It also helps improve observation and as you get more used to using notans while planning serious paintings, it can change the way you see everything as profoundly as learning human facial proportions or perspective.

Let's start with a good photo reference. I took this photo of my cat as part of a series for a competition painting I'm planning, so let's see how it turns out with a series of notans exploring several different possibilities for laying out the final version. Two or three of these pleased me enough that I may follow up on them and do this in artist grade oil pastels on Colourfix paper or Wallis.

Ari posing on my knee, reference for the notan sketches to follow in this article. Photo by Robert A. Sloan.

The photo isn't perfect, but it doesn't need to be. It's clear enough that I can draw from it, that's what counts. The light comes from above and to the right, it's cool light from my Daylight table lamp. It gives a good set of highlights on my cat's dark points, but the camera exaggerated how light his chest fur is. This is fine for what we're doing.

To try this either with my photo or any photo of your own, you'll need a black pen, brush tip or felt tip, and one or two gray or mid-value pens. It can be distracting to use colors like red and yellow for your mid-values, so it's better to use grays or monochrome colors. You can also use a light blue and a dark blue with the same effect, since blue works very well for monochrome drawing.

—————

What this task involves:
Copy the passage on notan sketches above word for word, from start to finish.

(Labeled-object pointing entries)
—————

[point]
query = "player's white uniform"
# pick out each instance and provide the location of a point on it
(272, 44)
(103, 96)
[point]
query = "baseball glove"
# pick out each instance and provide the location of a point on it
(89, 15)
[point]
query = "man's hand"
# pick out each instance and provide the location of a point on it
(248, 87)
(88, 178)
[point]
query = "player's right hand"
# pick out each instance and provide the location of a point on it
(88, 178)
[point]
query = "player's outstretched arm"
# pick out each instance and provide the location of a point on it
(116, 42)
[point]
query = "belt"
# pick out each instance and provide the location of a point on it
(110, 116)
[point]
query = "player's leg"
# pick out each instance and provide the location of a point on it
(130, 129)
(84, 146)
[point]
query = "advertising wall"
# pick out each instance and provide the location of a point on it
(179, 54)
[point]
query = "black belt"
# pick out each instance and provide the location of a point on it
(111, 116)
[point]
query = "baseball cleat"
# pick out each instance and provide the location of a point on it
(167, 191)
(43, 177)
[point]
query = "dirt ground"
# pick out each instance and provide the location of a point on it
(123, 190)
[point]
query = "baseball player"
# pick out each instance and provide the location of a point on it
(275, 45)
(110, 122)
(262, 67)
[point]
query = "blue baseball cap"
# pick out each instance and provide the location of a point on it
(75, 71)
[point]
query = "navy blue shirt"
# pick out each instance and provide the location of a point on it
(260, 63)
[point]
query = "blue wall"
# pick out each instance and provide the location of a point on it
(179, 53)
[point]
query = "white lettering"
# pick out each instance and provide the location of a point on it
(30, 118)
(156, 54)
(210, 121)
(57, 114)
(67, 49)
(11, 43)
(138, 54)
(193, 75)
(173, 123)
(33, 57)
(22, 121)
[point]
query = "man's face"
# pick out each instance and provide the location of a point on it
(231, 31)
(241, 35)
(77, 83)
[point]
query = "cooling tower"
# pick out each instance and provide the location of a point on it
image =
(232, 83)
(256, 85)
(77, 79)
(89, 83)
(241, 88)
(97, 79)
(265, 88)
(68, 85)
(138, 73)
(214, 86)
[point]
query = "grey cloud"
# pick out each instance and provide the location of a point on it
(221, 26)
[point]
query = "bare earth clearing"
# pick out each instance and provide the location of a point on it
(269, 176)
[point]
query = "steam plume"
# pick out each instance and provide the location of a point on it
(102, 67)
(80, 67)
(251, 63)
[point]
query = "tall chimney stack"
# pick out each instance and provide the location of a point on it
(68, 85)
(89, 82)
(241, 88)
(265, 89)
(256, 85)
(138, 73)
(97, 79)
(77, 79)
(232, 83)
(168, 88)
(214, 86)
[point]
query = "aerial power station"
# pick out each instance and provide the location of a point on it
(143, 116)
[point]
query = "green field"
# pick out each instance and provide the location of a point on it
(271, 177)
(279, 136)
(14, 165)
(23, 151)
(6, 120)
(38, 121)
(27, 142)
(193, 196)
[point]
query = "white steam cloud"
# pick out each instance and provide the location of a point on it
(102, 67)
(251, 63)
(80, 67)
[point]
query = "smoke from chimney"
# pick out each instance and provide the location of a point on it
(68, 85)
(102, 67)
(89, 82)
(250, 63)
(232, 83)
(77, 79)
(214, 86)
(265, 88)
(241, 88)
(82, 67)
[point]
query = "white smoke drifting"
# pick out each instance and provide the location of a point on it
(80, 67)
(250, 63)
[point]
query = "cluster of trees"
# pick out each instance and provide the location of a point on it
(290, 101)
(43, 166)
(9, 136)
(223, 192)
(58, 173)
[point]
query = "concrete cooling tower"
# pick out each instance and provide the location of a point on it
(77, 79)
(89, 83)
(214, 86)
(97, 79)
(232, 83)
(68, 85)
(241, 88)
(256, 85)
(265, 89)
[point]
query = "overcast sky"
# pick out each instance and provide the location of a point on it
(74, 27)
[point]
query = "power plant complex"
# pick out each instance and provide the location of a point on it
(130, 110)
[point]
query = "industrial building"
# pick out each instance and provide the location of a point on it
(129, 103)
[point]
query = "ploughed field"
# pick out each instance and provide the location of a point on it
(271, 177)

—————

The completed task:
It also helps improve observation and as you get more used to using notans while planning serious paintings, it can change the way you see everything as profoundly as learning human facial proportions or perspective.

Let's start with a good photo reference. I took this photo of my cat as part of a series for a competition painting I'm planning, so let's see how it turns out with a series of notans exploring several different possibilities for laying out the final version. Two or three of these pleased me enough that I may follow up on them and do this in artist grade oil pastels on Colourfix paper or Wallis.

Ari posing on my knee, reference for the notan sketches to follow in this article. Photo by Robert A. Sloan.

The photo isn't perfect, but it doesn't need to be. It's clear enough that I can draw from it, that's what counts. The light comes from above and to the right, it's cool light from my Daylight table lamp. It gives a good set of highlights on my cat's dark points, but the camera exaggerated how light his chest fur is. This is fine for what we're doing.

To try this either with my photo or any photo of your own, you'll need a black pen, brush tip or felt tip, and one or two gray or mid-value pens. It can be distracting to use colors like red and yellow for your mid-values, so it's better to use grays or monochrome colors. You can also use a light blue and a dark blue with the same effect, since blue works very well for monochrome drawing.